**Extrait du texte**
■ ■ ■ ■ ■

Notes de lecture. « Le soulèvement tunisien », de Jean-Marc Salmon

La révolution tunisienne continue à susciter la curiosité des chercheurs, tunisiens et étrangers. Jean-Marc Salmon propose un récit des « Vingt-neuf jours » qui ont ébranlé la dictature de Ben Ali.
Un autre livre sur la révolution tunisienne a été publié en 2024 par un historien français, Jean-Marc Salmon, Le soulèvement tunisien. Annonciateur des mouvements populaires d’aujourd’hui, publié à Tunis par Nachaz-Dissonances (340 pages). Il s’agit beaucoup plus d’un récit au jour le jour de la révolution, une enquête conduite sur le terrain à partir des acteurs eux-mêmes, que d’une analyse en profondeur de la révolution. Même si la retranscription des événements est réussie. Il s’agissait de savoir comment s’est déroulé le processus durant les « vingt-neuf jours » séparant le rassemblement initial du 17 décembre 2010 à Sidi Bouzid de l’exil du président Ben Ali le 14 janvier.

■ ■ ■ ■ ■

**Données**
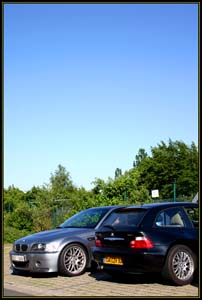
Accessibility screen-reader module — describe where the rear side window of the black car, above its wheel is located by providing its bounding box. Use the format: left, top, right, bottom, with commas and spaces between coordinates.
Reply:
155, 207, 186, 227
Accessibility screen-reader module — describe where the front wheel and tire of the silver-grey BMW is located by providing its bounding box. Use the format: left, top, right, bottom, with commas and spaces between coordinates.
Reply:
58, 243, 88, 276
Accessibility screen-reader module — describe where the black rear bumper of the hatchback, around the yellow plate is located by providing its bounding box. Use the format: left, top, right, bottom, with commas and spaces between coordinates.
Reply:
93, 248, 164, 274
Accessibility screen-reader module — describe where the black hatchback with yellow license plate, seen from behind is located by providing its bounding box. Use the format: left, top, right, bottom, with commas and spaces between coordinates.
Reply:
93, 202, 199, 285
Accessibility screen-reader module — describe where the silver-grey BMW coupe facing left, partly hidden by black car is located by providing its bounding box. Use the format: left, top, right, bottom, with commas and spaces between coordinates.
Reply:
9, 206, 125, 276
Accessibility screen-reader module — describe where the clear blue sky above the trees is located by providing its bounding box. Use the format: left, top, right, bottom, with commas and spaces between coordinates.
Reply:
3, 3, 199, 191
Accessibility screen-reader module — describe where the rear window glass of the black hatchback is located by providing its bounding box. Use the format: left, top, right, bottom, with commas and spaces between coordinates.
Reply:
102, 208, 147, 227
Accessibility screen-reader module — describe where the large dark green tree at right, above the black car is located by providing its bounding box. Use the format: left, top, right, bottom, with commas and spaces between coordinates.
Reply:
136, 140, 199, 199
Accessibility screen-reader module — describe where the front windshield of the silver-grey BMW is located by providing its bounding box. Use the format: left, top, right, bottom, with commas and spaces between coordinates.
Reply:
59, 207, 110, 228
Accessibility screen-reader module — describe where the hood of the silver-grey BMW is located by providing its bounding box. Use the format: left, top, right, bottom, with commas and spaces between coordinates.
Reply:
15, 228, 94, 243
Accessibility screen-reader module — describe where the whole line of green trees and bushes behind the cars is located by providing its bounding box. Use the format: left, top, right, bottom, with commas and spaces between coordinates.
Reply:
3, 139, 199, 242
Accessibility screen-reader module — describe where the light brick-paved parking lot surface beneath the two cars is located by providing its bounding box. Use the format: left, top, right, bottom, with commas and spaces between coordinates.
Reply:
3, 244, 200, 298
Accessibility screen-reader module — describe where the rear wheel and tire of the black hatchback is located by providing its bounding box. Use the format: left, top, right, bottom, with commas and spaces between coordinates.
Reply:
162, 245, 196, 285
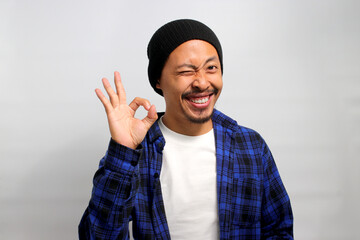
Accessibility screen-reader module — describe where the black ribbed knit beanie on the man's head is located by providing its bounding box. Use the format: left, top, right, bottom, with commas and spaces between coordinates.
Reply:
147, 19, 223, 95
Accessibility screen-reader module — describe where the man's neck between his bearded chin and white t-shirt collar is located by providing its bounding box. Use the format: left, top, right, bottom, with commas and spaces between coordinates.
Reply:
162, 112, 213, 136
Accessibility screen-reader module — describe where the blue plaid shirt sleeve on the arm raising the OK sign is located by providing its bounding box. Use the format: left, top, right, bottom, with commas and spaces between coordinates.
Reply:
79, 139, 141, 240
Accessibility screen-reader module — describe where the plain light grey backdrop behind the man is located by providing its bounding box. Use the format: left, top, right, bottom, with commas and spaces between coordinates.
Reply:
0, 0, 360, 240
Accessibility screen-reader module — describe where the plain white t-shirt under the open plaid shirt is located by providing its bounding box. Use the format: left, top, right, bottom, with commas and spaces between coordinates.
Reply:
159, 119, 220, 240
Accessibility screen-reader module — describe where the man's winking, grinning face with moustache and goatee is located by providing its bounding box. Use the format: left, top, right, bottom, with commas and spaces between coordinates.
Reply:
157, 40, 222, 127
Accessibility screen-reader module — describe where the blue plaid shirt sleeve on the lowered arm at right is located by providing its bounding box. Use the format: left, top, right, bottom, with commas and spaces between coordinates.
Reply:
261, 140, 293, 240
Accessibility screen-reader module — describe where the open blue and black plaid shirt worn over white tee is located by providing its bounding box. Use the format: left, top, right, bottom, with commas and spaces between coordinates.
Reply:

■ ■ ■ ■ ■

**Consigne 1**
Dans la note de lecture sur le livre de Jean-Marc Salmon, quelle maison d'édition a publié l'ouvrage à Tunis ?
**Consigne 2**
Dans la note de lecture sur le soulèvement tunisien, remplacez « chercheurs » par « universitaires », puis recopiez le passage depuis « La révolution tunisienne continue » jusqu'à « de Ben Ali. » inclus.
**Consigne 3**
Reprenez la note de lecture sur « Le soulèvement tunisien » à partir de sa dernière phrase et poursuivez-la.

**Réponse 1**
Nachaz-Dissonances.

**Réponse 2**
La révolution tunisienne continue à susciter la curiosité des universitaires, tunisiens et étrangers. Jean-Marc Salmon propose un récit des « Vingt-neuf jours » qui ont ébranlé la dictature de Ben Ali.

**Réponse 3**
À vrai dire, l’auteur prend prétexte du « soulèvement » tunisien pour décrire, comme l’indique le sous-titre choisi, le type de révolution du XXIe siècle, quoique l’historique du soulèvement tunisien soit l’objet principal du livre. Un « soulèvement » qui n’est défini étonnamment que dans les dernières pages du livre (p. 305-306). Par ailleurs, l’auteur n’a nulle part justifié l’emploi du terme « soulèvement » à la place de « révolution », alors que, contrairement aux révoltes du « printemps arabe » (ou de la révolte iranienne citée de 2009), seule la révolte tunisienne a produit une rupture, une chute de régime, un bouleversement politique ayant conduit à une transition démocratique, un nouveau régime, bref une « révolution ».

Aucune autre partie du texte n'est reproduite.